### 书面题目
把下面的全部记录逐行原样抄写出来，不要改动任何一行。

边界框记录:
************

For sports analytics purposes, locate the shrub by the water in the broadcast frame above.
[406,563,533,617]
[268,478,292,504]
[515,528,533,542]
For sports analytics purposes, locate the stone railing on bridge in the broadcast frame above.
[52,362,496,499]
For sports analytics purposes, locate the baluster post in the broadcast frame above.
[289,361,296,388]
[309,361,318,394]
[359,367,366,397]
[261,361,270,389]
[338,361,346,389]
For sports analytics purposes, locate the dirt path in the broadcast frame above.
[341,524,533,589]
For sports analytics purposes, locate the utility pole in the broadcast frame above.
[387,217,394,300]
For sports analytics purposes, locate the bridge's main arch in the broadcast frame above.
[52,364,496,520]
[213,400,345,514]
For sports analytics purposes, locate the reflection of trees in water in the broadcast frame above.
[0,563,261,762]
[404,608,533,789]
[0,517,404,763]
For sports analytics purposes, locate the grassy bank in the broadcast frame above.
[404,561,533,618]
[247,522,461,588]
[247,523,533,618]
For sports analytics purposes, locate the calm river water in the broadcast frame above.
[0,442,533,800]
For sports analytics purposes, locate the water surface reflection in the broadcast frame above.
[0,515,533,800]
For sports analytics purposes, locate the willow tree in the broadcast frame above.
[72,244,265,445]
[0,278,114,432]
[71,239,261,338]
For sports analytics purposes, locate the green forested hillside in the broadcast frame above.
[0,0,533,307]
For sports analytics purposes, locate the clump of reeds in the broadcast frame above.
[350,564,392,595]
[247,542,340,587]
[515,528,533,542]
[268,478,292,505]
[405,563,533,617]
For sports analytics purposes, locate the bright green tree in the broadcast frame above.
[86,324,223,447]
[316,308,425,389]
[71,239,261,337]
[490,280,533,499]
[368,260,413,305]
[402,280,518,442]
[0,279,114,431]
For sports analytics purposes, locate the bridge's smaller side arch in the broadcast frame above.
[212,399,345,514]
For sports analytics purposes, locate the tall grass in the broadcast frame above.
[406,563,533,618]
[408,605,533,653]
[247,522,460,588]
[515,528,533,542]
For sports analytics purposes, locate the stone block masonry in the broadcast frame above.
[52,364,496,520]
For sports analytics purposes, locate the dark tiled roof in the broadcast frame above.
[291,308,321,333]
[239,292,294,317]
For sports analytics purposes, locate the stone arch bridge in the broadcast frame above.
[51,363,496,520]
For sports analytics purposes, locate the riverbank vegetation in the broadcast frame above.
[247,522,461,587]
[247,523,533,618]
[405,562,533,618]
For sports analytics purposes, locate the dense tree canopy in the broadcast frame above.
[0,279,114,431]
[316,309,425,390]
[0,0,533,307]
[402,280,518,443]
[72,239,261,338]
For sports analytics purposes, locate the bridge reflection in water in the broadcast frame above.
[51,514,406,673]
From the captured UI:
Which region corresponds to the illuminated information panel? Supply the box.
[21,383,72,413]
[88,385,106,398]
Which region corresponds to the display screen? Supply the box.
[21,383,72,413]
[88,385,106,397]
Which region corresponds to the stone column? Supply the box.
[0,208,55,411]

************

### 输出结果
For sports analytics purposes, locate the shrub by the water in the broadcast frame above.
[406,563,533,617]
[268,478,292,504]
[515,528,533,542]
For sports analytics purposes, locate the stone railing on bridge in the broadcast frame above.
[52,362,496,499]
For sports analytics purposes, locate the baluster post in the broadcast frame above.
[289,361,296,388]
[309,361,318,394]
[359,367,366,397]
[261,361,270,389]
[338,361,346,389]
For sports analytics purposes, locate the dirt path in the broadcast frame above.
[341,524,533,589]
For sports analytics purposes, locate the utility pole in the broadcast frame above.
[387,217,394,300]
For sports analytics purposes, locate the bridge's main arch in the broadcast frame above.
[52,364,496,520]
[213,400,345,514]
For sports analytics purposes, locate the reflection of trees in water in the broadcast frame above.
[0,563,261,762]
[404,608,533,789]
[0,517,404,763]
For sports analytics purposes, locate the grassy bank in the broadcast frame above.
[404,561,533,618]
[247,522,461,588]
[247,523,533,618]
For sports analytics purposes, locate the calm river water in the broadcast frame above.
[0,442,533,800]
For sports analytics purposes, locate the water surface reflection in the broadcast frame above.
[0,515,533,800]
For sports analytics purposes, locate the willow tree in the broadcast frame above.
[72,244,265,445]
[0,278,114,432]
[71,239,261,338]
For sports analytics purposes, locate the green forested hillside in the broadcast frame above.
[0,0,533,307]
For sports analytics purposes, locate the clump of reeds in the broadcast frame above.
[350,564,392,595]
[247,542,340,587]
[515,528,533,542]
[268,478,292,505]
[405,563,533,617]
For sports analytics purposes, locate the bright green tree in the broadcast frame above.
[86,324,223,447]
[316,308,425,389]
[71,239,261,337]
[490,280,533,499]
[368,260,413,305]
[402,280,518,442]
[0,279,114,431]
For sports analytics purposes, locate the bridge's smaller side arch in the broadcast frame above.
[212,399,345,514]
For sports analytics purposes, locate the tall grass in the broadcast frame above.
[406,563,533,618]
[408,605,533,653]
[247,522,460,588]
[515,528,533,542]
For sports analytics purposes, locate the stone block masonry in the broadcast frame above.
[52,364,496,520]
For sports analytics purposes, locate the dark tiled roof in the broadcast frame above.
[291,308,321,333]
[239,292,294,317]
For sports analytics purposes, locate the stone arch bridge in the broadcast frame above.
[51,363,496,520]
For sports analytics purposes, locate the riverbank vegetation in the broadcast frame above.
[247,522,461,587]
[247,523,533,618]
[405,562,533,618]
For sports analytics purposes, locate the dense tree canopy in the broadcast frame above.
[0,279,114,431]
[316,309,425,390]
[0,0,533,307]
[402,280,518,443]
[72,239,261,338]
For sports analytics purposes, locate the bridge reflection in water in the broadcast frame above.
[51,514,406,673]
From the captured UI:
Which region corresponds to the illuminated information panel? Supply the box.
[21,383,72,413]
[88,385,106,398]
Which region corresponds to the display screen? Supply the box.
[21,383,72,413]
[88,385,106,397]
Which region corresponds to the stone column? Supply the box.
[0,208,55,411]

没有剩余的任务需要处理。